[What this task involves]:
The data must be written out once more, precisely as given.

[Dataset records]:
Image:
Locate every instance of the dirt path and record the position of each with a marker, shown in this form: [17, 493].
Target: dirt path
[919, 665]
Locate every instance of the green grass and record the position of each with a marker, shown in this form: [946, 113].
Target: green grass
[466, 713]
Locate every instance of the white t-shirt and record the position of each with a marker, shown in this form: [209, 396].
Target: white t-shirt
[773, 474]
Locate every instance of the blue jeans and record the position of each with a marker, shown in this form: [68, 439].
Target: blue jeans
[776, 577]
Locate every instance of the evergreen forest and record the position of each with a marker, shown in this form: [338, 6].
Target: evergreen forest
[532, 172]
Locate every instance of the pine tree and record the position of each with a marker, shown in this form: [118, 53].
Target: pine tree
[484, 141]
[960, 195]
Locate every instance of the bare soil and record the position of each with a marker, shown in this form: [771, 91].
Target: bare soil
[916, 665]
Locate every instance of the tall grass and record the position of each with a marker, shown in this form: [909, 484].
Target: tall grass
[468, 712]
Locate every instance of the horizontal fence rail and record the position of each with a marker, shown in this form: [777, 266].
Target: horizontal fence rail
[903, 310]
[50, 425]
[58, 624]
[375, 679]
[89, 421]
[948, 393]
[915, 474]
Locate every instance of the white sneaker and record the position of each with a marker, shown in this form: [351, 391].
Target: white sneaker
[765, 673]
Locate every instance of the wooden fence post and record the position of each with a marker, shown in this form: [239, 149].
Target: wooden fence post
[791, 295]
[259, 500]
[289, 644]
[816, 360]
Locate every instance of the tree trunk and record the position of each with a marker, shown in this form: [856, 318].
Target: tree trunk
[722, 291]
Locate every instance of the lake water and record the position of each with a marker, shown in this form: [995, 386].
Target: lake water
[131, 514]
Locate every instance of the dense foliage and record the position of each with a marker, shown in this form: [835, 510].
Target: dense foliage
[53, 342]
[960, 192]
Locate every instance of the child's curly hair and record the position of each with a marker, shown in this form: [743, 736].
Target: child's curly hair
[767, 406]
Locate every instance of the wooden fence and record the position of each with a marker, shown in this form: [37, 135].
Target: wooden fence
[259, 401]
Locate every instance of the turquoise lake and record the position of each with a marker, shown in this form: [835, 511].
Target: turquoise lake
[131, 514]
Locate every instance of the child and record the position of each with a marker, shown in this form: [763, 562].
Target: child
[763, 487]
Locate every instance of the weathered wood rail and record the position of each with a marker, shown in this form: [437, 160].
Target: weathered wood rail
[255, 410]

[Result]:
Image:
Locate every instance of the dirt path and record the position of each with a marker, shown in this form: [17, 493].
Target: dirt path
[919, 665]
Locate every instance of the green grass and record the position of each with a marker, shown in this form: [946, 113].
Target: green grass
[466, 713]
Locate every instance of the white t-shirt and record the position of each with a marker, shown in this form: [209, 396].
Target: white t-shirt
[773, 474]
Locate every instance of the blue jeans and record the position of each with a marker, shown in this form: [68, 439].
Target: blue jeans
[776, 577]
Locate every instance of the evergreen forest and record the position of each with a marker, shown in this form: [338, 6].
Target: evergreen forest
[532, 172]
Locate every instance of the pine tree and record the position of each with a marker, shown in this form: [118, 53].
Target: pine tree
[484, 141]
[960, 195]
Locate every instance of the bare soil and record the position of each with a marker, shown in this form: [771, 91].
Target: bare soil
[916, 665]
Locate every instance of the tall grass and record the position of each with a marker, shown in this form: [909, 484].
Target: tall grass
[468, 712]
Locate every instance of the horizontal fence rail and record the position of each with a marker, shown in this form: [777, 266].
Target: horizontal fence rail
[903, 310]
[50, 425]
[58, 624]
[375, 679]
[89, 421]
[948, 393]
[915, 474]
Locate every instance of the white sneaker and record the position of each with a marker, shown in this form: [351, 391].
Target: white sneaker
[765, 673]
Locate every instance of the wooden fence post and record the position of each with a marker, shown in this form: [239, 149].
Target: wooden fence post
[791, 295]
[259, 500]
[289, 644]
[816, 360]
Locate every instance of the tree trunk and record the position of each with a marker, shown in this form: [856, 318].
Target: tree trunk
[722, 291]
Locate every instance of the lake water and record the position of each with a marker, shown in this form: [995, 386].
Target: lake water
[131, 514]
Locate every instance of the dense foliage and record the position of each with a marker, shown in this form: [835, 510].
Target: dense foliage
[53, 342]
[960, 192]
Locate every instance of the child's curly hair and record the position of each with a marker, shown in this form: [743, 736].
Target: child's curly hair
[767, 406]
Locate every instance of the wooden fence and record the position of each with a marker, shown in this form: [37, 135].
Target: wooden fence
[259, 401]
Locate every instance of the turquoise lake and record the position of each with a marker, shown in this form: [835, 511].
Target: turquoise lake
[131, 514]
Locate every instance of the child and record the position of each with a marker, shown in this form: [763, 562].
Target: child
[763, 487]
Locate every instance of the weathered wood rail and record the position of each with a marker, shown in this form: [437, 160].
Target: weathered wood rail
[255, 410]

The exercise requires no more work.